**TASKS TO PERFORM:**
a. In the clinic case study, reproduce the passage starting with "An AI voice agent" and going on through "generated zero revenue.", substituting "duty physician" for "on-call doctor".
b. List every urgency cue that the clinic case study says the agent listens for in a caller's speech.

[[ DOCUMENT SEGMENT open ]]

Calls that never reach a doctor
A 3-doctor primary-care clinic was tracking a 28% missed-call rate. Most of those calls happened outside hours: evenings, weekends, and during peak surgery hours when the front desk was already on another line. Patients hung up, then dialled the next clinic on Google.
The clinic knew what each missed call cost: roughly the lifetime value of a primary-care patient, times the rate at which a missed first call ends with that patient never coming back.
An AI voice agent that never goes home
We deployed an AI voice receptionist that picks up on the first ring 24/7, in three languages. The agent is connected to the clinic's practice management system. It checks live availability and books, reschedules, or cancels appointments in real time. Prescription refill requests are written into the clinical system as tasks.
Clinical urgency is the critical edge case. The agent listens for urgency cues in the caller's speech (chest pain, fever in young children, post-operative bleeding) and transfers to the on-call doctor via SMS with the call transcript attached.
What happened to the missed-call rate
The clinic now misses zero calls. After-hours appointment bookings tripled in the first eight weeks, almost entirely from windows that previously generated zero revenue.
Revenue lift is harder to attribute cleanly, but the clinic's own dashboard shows a 22% increase in monthly billable visits tied to appointments booked outside core hours.

[[ DOCUMENT SEGMENT closed ]]
[[ DATA RECORDS open ]]

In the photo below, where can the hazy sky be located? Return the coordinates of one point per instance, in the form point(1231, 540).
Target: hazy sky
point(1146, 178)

[[ DATA RECORDS closed ]]
[[ DATA RECORDS open ]]

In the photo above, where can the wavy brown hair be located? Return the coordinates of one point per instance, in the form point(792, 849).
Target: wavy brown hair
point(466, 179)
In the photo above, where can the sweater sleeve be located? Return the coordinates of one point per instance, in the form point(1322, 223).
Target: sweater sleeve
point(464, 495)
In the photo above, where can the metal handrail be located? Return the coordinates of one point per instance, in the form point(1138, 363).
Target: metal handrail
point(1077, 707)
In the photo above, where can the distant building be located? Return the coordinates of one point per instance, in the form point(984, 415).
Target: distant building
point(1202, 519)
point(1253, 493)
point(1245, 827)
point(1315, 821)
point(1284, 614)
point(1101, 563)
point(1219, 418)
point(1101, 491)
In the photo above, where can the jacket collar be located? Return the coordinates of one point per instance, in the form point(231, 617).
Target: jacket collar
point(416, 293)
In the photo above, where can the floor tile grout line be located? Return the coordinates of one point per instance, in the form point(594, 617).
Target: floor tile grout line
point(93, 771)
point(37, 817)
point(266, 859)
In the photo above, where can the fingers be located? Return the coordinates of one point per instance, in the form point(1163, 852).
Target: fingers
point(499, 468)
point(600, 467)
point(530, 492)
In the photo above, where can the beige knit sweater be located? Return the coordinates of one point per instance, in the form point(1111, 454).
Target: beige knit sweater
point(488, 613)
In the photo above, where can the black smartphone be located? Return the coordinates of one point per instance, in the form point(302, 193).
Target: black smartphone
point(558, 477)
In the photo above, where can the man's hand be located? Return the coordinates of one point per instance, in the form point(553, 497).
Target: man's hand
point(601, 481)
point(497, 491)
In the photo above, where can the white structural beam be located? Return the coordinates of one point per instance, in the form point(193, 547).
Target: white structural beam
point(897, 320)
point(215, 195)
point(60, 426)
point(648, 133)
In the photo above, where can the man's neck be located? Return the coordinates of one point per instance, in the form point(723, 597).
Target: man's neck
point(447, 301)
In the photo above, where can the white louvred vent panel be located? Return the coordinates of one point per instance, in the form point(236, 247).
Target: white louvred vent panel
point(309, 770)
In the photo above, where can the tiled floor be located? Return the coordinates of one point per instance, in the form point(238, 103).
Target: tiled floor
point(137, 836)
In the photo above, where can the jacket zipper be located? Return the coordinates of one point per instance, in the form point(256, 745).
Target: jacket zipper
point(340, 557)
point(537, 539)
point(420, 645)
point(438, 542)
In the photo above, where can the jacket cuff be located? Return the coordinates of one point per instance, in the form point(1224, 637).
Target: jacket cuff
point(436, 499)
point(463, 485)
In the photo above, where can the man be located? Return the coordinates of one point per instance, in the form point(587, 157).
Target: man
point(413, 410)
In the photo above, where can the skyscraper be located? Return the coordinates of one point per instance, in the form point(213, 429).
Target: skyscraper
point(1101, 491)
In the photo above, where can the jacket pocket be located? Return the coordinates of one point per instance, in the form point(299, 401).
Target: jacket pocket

[[ DATA RECORDS closed ]]

**TASK-BY-TASK SOLUTIONS:**
a.
An AI voice agent that never goes home
We deployed an AI voice receptionist that picks up on the first ring 24/7, in three languages. The agent is connected to the clinic's practice management system. It checks live availability and books, reschedules, or cancels appointments in real time. Prescription refill requests are written into the clinical system as tasks.
Clinical urgency is the critical edge case. The agent listens for urgency cues in the caller's speech (chest pain, fever in young children, post-operative bleeding) and transfers to the duty physician via SMS with the call transcript attached.
What happened to the missed-call rate
The clinic now misses zero calls. After-hours appointment bookings tripled in the first eight weeks, almost entirely from windows that previously generated zero revenue.

b.
- chest pain
- fever in young children
- post-operative bleeding